--- Start TEXT PASSAGE ---

1) Who is going on the cruise?
Although this question should be easy to answer, it can have a bearing on the type of cruise line and ship that you ultimately choose.
If you and your partner want to take a relaxing cruise, there are many ships that are aimed at couples. In fact some cruise ships actively discourage or even ban people from taking children onboard.
If you will be cruising as a couple, it’s also important to consider the dining situation. On ships with assigned seating, you will have to specify the size of table that you want. However, on many ships, tables for two are in short supply, so if this is an important issue, this may influence your choice of cruise line and ship. Just make sure that you make this clear to your travel agent or the cruise line when booking.
On the other hand, if you want to take your children or travel with the rest of your extended family, there are certain cruise lines and ships within cruise lines that are specifically tailored with family vacations in mind.
2) How much have you got to spend?

--- End TEXT PASSAGE ---
--- Start ENTRIES ---

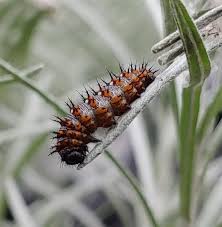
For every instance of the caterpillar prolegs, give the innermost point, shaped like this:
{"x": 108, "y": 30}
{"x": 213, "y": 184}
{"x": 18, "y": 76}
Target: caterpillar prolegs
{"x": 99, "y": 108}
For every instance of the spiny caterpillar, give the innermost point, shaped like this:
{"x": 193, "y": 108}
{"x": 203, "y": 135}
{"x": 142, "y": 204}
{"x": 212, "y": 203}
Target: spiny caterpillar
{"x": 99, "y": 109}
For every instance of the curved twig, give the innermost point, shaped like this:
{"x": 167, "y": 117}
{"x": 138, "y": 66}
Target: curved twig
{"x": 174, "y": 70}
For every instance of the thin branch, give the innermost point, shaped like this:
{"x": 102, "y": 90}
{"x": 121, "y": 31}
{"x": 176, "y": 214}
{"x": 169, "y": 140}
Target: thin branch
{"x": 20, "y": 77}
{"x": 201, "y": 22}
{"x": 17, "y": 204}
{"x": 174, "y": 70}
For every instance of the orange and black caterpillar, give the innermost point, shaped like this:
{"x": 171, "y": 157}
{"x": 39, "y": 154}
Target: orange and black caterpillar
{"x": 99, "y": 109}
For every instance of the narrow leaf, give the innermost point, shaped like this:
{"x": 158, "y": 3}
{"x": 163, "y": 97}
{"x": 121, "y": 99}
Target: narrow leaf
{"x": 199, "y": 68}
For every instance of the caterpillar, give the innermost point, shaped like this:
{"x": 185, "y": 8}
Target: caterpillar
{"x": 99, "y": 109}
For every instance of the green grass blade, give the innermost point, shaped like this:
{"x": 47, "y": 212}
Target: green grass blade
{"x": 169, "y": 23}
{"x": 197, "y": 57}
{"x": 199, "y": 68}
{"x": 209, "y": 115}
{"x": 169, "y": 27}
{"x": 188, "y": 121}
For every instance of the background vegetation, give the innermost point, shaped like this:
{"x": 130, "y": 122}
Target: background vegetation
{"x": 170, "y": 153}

--- End ENTRIES ---
--- Start ENTRIES ---

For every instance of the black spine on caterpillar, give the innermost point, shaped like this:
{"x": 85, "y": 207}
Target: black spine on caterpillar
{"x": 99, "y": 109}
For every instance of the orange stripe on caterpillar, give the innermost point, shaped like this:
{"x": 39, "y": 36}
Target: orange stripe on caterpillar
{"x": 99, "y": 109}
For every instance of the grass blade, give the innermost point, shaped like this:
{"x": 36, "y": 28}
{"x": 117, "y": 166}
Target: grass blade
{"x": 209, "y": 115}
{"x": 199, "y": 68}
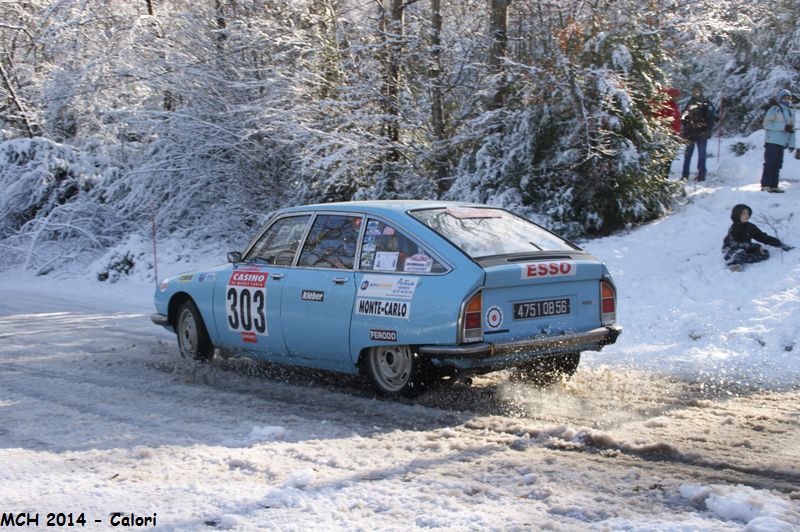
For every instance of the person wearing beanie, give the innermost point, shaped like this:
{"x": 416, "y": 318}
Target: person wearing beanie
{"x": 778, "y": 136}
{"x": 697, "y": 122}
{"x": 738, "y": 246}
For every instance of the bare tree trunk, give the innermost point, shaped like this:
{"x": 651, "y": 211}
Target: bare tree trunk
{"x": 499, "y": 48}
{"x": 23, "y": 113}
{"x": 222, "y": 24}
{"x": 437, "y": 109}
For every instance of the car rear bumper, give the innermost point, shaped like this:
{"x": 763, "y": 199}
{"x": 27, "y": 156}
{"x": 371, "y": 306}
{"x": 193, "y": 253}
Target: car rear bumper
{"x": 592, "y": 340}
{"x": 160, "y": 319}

--- End ENTRIES ---
--- Start ENTRIES ---

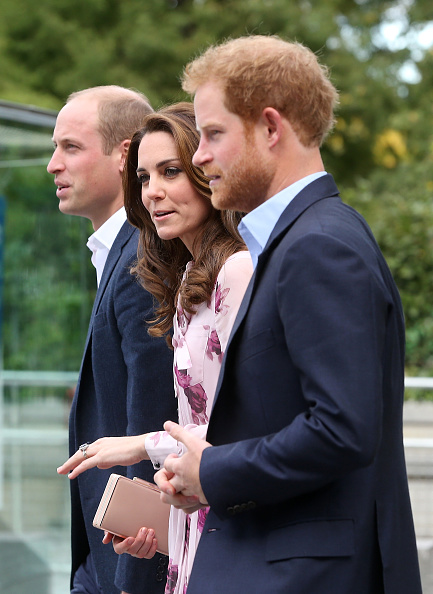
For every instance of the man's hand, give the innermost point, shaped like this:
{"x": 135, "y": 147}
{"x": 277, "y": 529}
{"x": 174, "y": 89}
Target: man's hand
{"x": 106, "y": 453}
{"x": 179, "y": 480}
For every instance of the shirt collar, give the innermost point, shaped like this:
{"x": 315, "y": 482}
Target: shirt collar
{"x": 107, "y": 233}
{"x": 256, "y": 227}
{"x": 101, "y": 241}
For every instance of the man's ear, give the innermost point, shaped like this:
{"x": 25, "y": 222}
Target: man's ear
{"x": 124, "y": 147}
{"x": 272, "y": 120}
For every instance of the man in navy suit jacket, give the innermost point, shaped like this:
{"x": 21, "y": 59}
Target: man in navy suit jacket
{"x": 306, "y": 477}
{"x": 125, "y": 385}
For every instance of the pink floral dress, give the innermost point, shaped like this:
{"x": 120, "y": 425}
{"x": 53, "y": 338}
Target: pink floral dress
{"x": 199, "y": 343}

--- End ENTRIES ---

◆ **SHORT PROBLEM**
Copy word for word the stretch of the cruise-planning text that opens with "If you and your" and closes with "line when booking.".

◆ **RESULT OF THIS EXERCISE**
If you and your partner want to take a relaxing cruise, there are many ships that are aimed at couples. In fact some cruise ships actively discourage or even ban people from taking children onboard.
If you will be cruising as a couple, it’s also important to consider the dining situation. On ships with assigned seating, you will have to specify the size of table that you want. However, on many ships, tables for two are in short supply, so if this is an important issue, this may influence your choice of cruise line and ship. Just make sure that you make this clear to your travel agent or the cruise line when booking.